→ **Job**
Turn the lines below into a numbered list, skipping any blank lines and leaving the pictures out.

───── Material

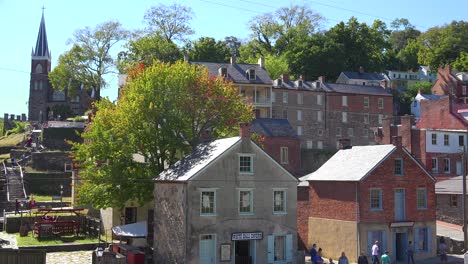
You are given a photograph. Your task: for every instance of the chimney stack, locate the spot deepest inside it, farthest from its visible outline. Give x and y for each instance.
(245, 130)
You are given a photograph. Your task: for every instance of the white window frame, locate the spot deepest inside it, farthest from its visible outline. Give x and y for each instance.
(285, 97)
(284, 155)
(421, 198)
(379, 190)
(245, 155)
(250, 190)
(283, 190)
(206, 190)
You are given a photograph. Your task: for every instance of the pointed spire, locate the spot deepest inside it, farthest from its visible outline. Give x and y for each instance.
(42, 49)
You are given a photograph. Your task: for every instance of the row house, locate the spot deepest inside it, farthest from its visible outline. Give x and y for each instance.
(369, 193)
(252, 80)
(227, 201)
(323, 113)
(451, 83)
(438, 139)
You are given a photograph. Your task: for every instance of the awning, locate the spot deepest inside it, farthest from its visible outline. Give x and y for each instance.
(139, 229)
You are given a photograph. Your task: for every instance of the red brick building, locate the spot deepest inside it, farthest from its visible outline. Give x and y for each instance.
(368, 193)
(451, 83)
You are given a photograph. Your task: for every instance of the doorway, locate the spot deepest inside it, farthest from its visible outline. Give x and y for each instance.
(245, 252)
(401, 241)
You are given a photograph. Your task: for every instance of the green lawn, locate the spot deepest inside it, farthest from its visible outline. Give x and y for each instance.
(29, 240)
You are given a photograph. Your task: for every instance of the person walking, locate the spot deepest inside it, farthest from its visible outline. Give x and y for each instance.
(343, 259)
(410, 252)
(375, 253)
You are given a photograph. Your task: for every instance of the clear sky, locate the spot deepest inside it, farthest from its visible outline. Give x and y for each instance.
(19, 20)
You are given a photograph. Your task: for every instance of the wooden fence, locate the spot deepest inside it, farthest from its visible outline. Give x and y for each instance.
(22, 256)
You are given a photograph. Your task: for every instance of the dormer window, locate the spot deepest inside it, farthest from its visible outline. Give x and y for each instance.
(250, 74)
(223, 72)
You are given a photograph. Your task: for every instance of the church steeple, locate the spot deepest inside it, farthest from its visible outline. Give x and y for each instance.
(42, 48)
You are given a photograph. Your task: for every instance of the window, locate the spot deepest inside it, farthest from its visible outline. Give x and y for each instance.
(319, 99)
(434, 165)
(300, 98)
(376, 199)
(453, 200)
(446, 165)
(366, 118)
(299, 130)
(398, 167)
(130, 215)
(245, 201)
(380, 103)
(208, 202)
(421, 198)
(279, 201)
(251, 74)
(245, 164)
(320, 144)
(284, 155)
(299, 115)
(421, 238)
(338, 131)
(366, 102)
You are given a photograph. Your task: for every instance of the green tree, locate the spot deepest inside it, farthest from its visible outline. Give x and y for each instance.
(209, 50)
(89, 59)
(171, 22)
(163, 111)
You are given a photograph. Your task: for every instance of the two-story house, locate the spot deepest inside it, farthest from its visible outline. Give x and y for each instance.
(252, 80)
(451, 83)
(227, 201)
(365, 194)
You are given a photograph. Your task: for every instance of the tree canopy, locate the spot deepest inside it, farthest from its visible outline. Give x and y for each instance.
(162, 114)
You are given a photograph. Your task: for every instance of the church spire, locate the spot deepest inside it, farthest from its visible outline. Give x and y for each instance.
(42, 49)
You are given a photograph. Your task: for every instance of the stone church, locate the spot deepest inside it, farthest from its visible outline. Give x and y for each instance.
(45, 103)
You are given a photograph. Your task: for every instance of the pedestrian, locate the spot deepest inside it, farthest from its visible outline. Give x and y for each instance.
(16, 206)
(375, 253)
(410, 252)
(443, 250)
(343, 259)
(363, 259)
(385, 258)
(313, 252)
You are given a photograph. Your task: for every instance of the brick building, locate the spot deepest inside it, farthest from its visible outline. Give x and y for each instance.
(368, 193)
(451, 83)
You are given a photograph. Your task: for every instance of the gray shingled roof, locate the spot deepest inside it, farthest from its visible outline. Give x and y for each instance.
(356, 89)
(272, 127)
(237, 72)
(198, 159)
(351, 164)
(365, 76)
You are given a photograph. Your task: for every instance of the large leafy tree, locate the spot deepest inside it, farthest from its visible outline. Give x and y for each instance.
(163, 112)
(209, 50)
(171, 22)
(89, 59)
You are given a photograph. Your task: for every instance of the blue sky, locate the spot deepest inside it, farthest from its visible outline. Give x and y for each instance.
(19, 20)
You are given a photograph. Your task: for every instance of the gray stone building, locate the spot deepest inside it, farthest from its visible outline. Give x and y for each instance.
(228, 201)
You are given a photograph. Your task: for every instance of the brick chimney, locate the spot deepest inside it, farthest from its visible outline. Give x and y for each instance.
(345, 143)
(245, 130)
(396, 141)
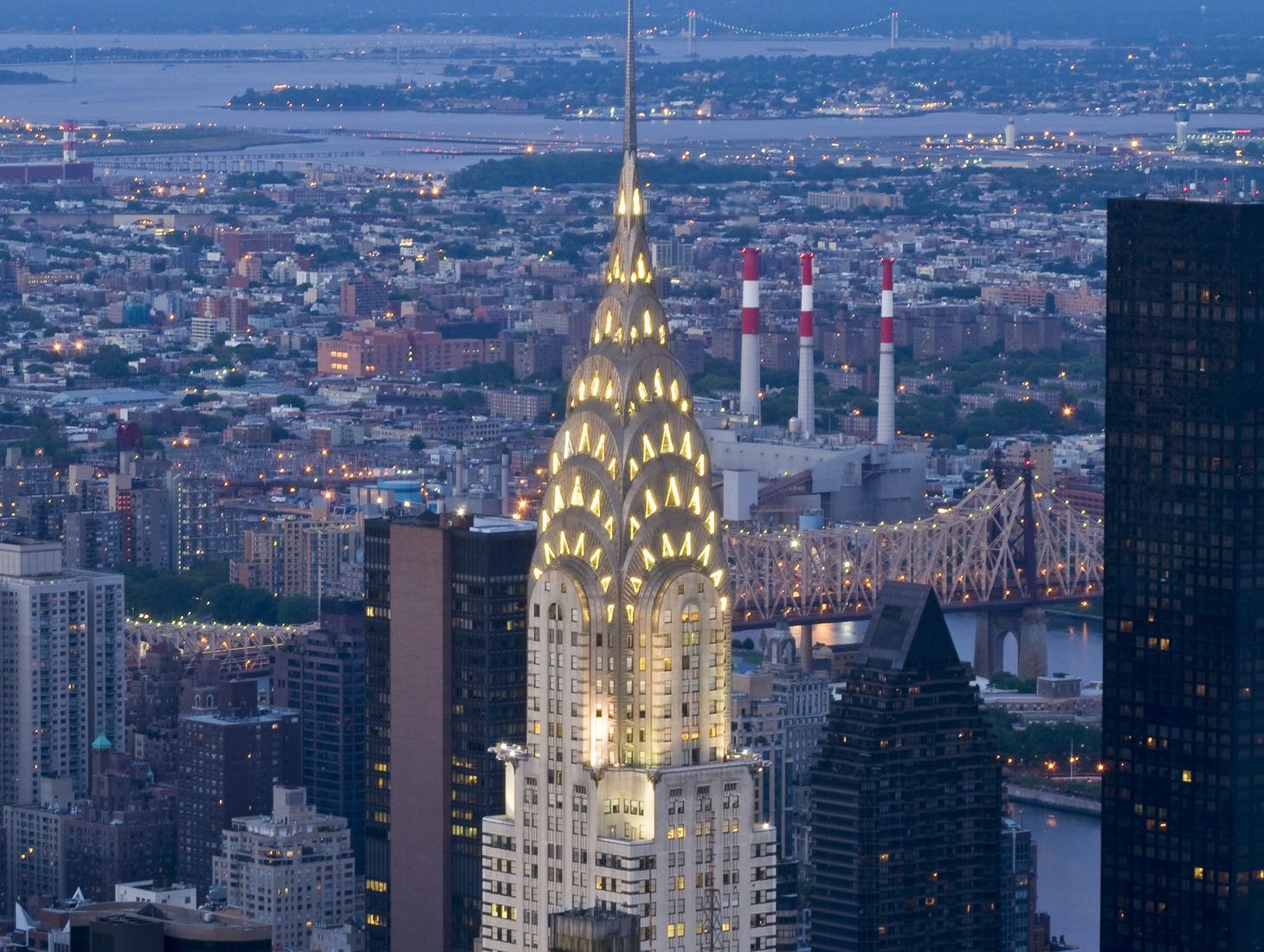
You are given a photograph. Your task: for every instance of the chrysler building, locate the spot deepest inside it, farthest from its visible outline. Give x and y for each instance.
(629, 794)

──────────

→ **Solution to this problem**
1. You are given a photograph. Your task: for every instance of the chimney stack, locate the spot deepest inside it, farthest from its visible outline. Give x and y for each instance.
2. (245, 130)
3. You are given a photograph. Your task: for every instance of the white window frame, locate the spot deepest inside it, farthest from its visible outline. Give x and y for each instance.
4. (285, 97)
5. (284, 155)
6. (421, 198)
7. (379, 190)
8. (245, 155)
9. (250, 190)
10. (283, 190)
11. (206, 190)
12. You are given a photograph. Your task: for every instance of the pointed spire, locate the spot deepest inside it, farthest from its visible outline. Give x and y for each instance.
13. (42, 49)
14. You are given a photograph. Your task: for every instance of the row house, locate the spot deepest inside it, farthest from its visible outline. Give x and y for each instance.
15. (369, 193)
16. (252, 80)
17. (227, 201)
18. (323, 113)
19. (451, 83)
20. (438, 139)
21. You are given a photograph. Your task: for every instance of the awning, locate the spot deepest inside it, farthest from its visible outline. Give x and y for each instance.
22. (139, 229)
23. You are given a photograph. Your task: for every instance of the red brick building, locate the spot deepest inside it, farthest from its visible outline. Give x and y for each instance.
24. (368, 193)
25. (451, 83)
26. You are given a photograph. Your task: for every instance of the doorway, locate the spot deepest inside it, farthest from its visible outline. Give x and y for each instance.
27. (245, 252)
28. (401, 241)
29. You are given a photograph. Your task: for every instance of the green lawn, locate the spot deepest inside it, farthest from its visible outline. Give x and y for each instance.
30. (29, 240)
31. You are given a photograph. Your task: for every instance of the person walking, locate the spot deepest inside it, farthest from its visible outline. Give x and y for each instance.
32. (343, 259)
33. (410, 252)
34. (375, 253)
35. You are given a photograph. Your task: for every instance of the clear sky, locate the spot deepest inside it, farthest from its visible outline. Give x and y for each instance.
36. (19, 20)
37. You are given a photograph. Your task: for every instance of the wooden fence, locate the spot deepest inside it, farthest from its visible outline. Give x and y for each instance.
38. (22, 256)
39. You are given a photograph. Your task: for every instance of the dormer window, locate the spot deepest inside it, farthest from its visible outline. Give x and y for each instance.
40. (250, 74)
41. (223, 72)
42. You are given a photograph. Your task: for every instance of the church steeple, locate the spot deepest inside it, farthest from its visible outline. Give x and y for each instance.
43. (42, 48)
44. You are given a photograph. Your task: for every instance of the window, locate the spot deepest inside it, farthest from its visible outline. Give x and y for each instance.
45. (319, 99)
46. (434, 165)
47. (300, 98)
48. (376, 199)
49. (453, 200)
50. (446, 165)
51. (366, 118)
52. (299, 130)
53. (398, 167)
54. (130, 215)
55. (245, 201)
56. (380, 103)
57. (208, 202)
58. (421, 198)
59. (279, 201)
60. (251, 74)
61. (245, 164)
62. (320, 144)
63. (284, 155)
64. (299, 115)
65. (421, 238)
66. (338, 131)
67. (366, 102)
68. You are given a photograph. Your task: for every instance of the green tree, locate the spot deepest inside it, farthest from its visible outline. Give x and y for each instance.
69. (209, 50)
70. (89, 59)
71. (171, 22)
72. (163, 111)
73. You are given a photograph. Your task: for every instance of the two-story house, locate the spot deepest inside it, farthest from its visible outline. Give x and y for each instance.
74. (252, 80)
75. (451, 83)
76. (227, 201)
77. (365, 194)
78. You are given a photograph. Your task: for every instance of the tree canopy, locate the spot deepest inside it, farthest from its visible outline. Give x and y for each instance.
79. (162, 114)
80. You are given a photograph. Your task: for every instance of the church spire, locate the spot deepest inside it, farthest from its visible outline. Give x and y for each instance.
81. (42, 49)
82. You are given a photograph. Your task: for every instance of the stone church, locate the spot deepest inside it, farthest from its visible outline. Give x and y for each instance.
83. (45, 103)
84. You are given a photograph. Your task: for every instance of the pedestrian, locate the spot deepest inside it, farthest from its visible outline. Give x and y for each instance.
85. (16, 206)
86. (375, 253)
87. (410, 252)
88. (443, 250)
89. (343, 259)
90. (363, 259)
91. (385, 258)
92. (313, 252)
93. You are given a photograph. Your task: for every instance of the brick building, locate the spot deepest inside it, farthest from its visible outline. Give x and y for each instance.
94. (368, 193)
95. (451, 83)
96. You are given a photograph. Your task: for every instance of the gray shingled roof, locate the spot deepest inside it, farthest from its visible outline. Give x and y for each instance.
97. (356, 89)
98. (272, 127)
99. (237, 72)
100. (198, 159)
101. (351, 164)
102. (365, 76)
103. You are given a photograph. Your task: for every instance of the large leafy tree, locate the spot deepest inside it, farthest from its visible outline. Give x and y for each instance.
104. (163, 112)
105. (209, 50)
106. (171, 22)
107. (89, 59)
108. You are given a photograph. Your task: for every instance of the blue sky, locate the spot deepest inside it, farthest from its visible outline. Give x and y for each instance.
109. (19, 20)
110. You are given a photograph. Your task: for every instance of the gray stone building, locate the spot deepest inside it, farthest from its visible outline. Give x and y for each instance.
111. (228, 201)
112. You are given a photograph. Your task: for every instance of the brick chimney, locate the spot deepest inside it, farthest from its visible outline. Give x and y for each instance.
113. (345, 143)
114. (245, 130)
115. (396, 141)
116. You are given a photograph. Your task: for every instance of the chrysler building, locate the spot deepest inside it, farthest from its visible outline. Give x and y for each instance.
117. (629, 794)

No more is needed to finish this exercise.